Source text:
Posted by Lauraeli (My Page) on
Mon, Jul 14, 14 at 3:08

Life story, shortened.

I am engaged to the best friend Ive ever had. We were best friends before we were in a relationship.

I have been married before...

I was young and naive, he was abusive. One night, he came home angry... and choked me against the refrigerator. After falling to the floor, I finally chose life and broke free. I literally ran out the door, down the street...and never went back.

I really disliked my first wedding. I had very little say in anything that went on. It was exactly like going to somebody else's wedding, as the bride.

Later, I became allergic to my wedding ring, until I could not wear it anymore.

Well, a wedding is supposed to be magical, exciting- filled with hope and promises. A marriage is supposed to be a partnership. Mine was none of those things.

I did not understand about love until I met the man who is now my fiance...

The problem:
According to the forum post, what did the writer later become allergic to?

Dataset content:

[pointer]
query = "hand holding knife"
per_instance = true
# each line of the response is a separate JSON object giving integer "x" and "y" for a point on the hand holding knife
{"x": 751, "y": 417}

Reply:
The writer's wedding ring.